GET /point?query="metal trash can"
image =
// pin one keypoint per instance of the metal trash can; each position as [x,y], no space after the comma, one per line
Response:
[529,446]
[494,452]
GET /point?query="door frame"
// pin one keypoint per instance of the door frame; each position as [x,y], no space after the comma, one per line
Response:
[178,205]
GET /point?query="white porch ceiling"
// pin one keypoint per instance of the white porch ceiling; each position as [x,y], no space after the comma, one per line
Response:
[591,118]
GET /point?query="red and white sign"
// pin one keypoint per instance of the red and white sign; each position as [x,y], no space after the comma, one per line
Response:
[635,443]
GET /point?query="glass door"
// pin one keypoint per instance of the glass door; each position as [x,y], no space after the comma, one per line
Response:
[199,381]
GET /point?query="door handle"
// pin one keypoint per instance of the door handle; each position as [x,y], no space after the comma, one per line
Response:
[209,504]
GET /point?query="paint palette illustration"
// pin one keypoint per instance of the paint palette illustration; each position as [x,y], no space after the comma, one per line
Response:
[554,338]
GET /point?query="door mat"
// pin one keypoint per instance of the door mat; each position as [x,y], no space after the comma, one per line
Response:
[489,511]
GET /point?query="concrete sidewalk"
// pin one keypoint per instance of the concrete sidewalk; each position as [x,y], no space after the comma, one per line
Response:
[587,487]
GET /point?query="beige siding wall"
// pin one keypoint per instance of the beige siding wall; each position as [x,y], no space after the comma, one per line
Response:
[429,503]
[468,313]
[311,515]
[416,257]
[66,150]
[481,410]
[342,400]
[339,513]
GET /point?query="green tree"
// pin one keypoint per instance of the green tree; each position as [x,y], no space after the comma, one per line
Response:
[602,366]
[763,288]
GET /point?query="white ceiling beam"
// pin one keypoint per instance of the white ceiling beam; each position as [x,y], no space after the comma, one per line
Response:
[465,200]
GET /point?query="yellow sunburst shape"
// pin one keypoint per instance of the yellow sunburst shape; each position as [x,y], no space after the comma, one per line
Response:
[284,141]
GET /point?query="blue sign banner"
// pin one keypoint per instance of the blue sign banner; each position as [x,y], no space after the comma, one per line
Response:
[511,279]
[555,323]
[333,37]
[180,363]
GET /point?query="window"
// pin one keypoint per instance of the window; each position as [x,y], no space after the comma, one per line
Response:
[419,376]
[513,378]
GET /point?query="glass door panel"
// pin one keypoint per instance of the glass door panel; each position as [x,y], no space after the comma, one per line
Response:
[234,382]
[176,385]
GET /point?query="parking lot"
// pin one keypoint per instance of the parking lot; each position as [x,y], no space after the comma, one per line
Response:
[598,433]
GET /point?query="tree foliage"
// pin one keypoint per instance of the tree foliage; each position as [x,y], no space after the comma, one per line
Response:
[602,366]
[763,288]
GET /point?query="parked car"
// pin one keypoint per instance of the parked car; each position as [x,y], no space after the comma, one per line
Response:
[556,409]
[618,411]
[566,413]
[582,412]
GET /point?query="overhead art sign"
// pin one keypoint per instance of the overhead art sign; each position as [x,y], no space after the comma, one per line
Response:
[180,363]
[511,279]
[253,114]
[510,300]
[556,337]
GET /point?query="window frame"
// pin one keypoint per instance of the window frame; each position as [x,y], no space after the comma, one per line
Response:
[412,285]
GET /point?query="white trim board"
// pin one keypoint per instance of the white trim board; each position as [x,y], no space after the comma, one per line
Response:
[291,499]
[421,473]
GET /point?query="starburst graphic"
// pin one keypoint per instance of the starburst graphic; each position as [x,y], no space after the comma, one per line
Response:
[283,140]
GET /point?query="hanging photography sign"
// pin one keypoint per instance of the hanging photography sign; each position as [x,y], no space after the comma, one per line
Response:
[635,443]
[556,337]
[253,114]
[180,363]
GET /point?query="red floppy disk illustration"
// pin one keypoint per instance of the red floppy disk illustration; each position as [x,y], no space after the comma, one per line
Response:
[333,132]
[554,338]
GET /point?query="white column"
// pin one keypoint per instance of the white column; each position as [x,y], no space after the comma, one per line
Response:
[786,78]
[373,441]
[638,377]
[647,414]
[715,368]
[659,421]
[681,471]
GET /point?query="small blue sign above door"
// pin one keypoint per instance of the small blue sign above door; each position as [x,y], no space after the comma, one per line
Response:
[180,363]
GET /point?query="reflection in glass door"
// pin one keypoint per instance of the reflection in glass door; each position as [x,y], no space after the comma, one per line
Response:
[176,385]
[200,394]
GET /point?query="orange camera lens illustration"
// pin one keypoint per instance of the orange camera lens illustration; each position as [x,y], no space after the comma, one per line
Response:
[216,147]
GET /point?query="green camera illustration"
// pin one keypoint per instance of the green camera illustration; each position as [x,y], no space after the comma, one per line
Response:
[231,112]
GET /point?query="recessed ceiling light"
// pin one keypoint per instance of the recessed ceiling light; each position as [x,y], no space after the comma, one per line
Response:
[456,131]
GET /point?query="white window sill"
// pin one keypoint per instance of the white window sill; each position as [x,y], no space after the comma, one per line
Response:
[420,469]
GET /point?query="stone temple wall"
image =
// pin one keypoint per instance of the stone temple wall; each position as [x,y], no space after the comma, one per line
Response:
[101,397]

....

What you will do: Please extract every line from the items that contains the word "beige", and copy each one unchanged.

Reply to the exercise:
GET /point?query="beige siding wall"
// pin one keypoint per instance of the beige siding wall; each position as [x,y], no space after the comma, one per line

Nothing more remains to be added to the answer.